**Written instruction**: Rewrite the rows below, swapping "single marker" for "single dot" throughout and changing nothing else. Leave the pictures out of your answer.

(Point annotation records)
-- Start --

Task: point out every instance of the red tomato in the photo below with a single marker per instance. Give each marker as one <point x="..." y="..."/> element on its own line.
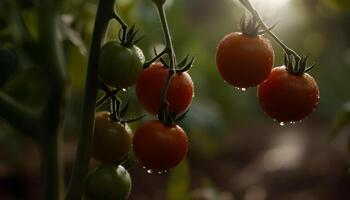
<point x="111" y="141"/>
<point x="159" y="147"/>
<point x="287" y="97"/>
<point x="149" y="87"/>
<point x="244" y="61"/>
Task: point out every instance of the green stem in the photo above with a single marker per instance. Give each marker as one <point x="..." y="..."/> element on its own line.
<point x="50" y="127"/>
<point x="51" y="164"/>
<point x="170" y="51"/>
<point x="255" y="13"/>
<point x="80" y="168"/>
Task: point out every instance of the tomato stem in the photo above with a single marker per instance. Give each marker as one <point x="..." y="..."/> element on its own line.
<point x="255" y="13"/>
<point x="80" y="168"/>
<point x="163" y="111"/>
<point x="123" y="25"/>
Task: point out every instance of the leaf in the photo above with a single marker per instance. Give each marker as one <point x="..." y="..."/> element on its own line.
<point x="179" y="182"/>
<point x="342" y="119"/>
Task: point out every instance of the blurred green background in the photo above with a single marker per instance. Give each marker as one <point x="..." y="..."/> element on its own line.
<point x="236" y="152"/>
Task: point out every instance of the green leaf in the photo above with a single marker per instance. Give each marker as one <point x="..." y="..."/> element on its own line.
<point x="179" y="182"/>
<point x="342" y="119"/>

-- End --

**Correct result**:
Task: point out every instance of the red tomato in the photo below with a single dot per instance. Give each marker as one <point x="..." y="..."/> element on its own line.
<point x="111" y="141"/>
<point x="159" y="147"/>
<point x="287" y="97"/>
<point x="149" y="87"/>
<point x="244" y="61"/>
Task: point out every instance of the green stem in the photo above with a single dot per instance. Give each marker as one <point x="..." y="..."/> element on its own line.
<point x="50" y="127"/>
<point x="51" y="164"/>
<point x="170" y="51"/>
<point x="255" y="13"/>
<point x="80" y="168"/>
Task: point out every instance of the tomato stem in the photo above with a single dot per instance. Give each marker as one <point x="..." y="..."/> element on its own line.
<point x="255" y="13"/>
<point x="80" y="168"/>
<point x="163" y="111"/>
<point x="123" y="25"/>
Task: point out every instance of the leaf in the photo above with a single dot per instance. Give each marker as one <point x="..." y="..."/> element on its own line.
<point x="179" y="182"/>
<point x="342" y="119"/>
Task: point out every instance of the blurred green background in the photo above with a single dot per instance. Give each marker as one <point x="..." y="..."/> element on its own line.
<point x="236" y="152"/>
Task: point out every instance of the green leaf in the photo above with a single dot per instance. Give each marker as one <point x="..." y="..."/> element on its own line.
<point x="179" y="182"/>
<point x="342" y="119"/>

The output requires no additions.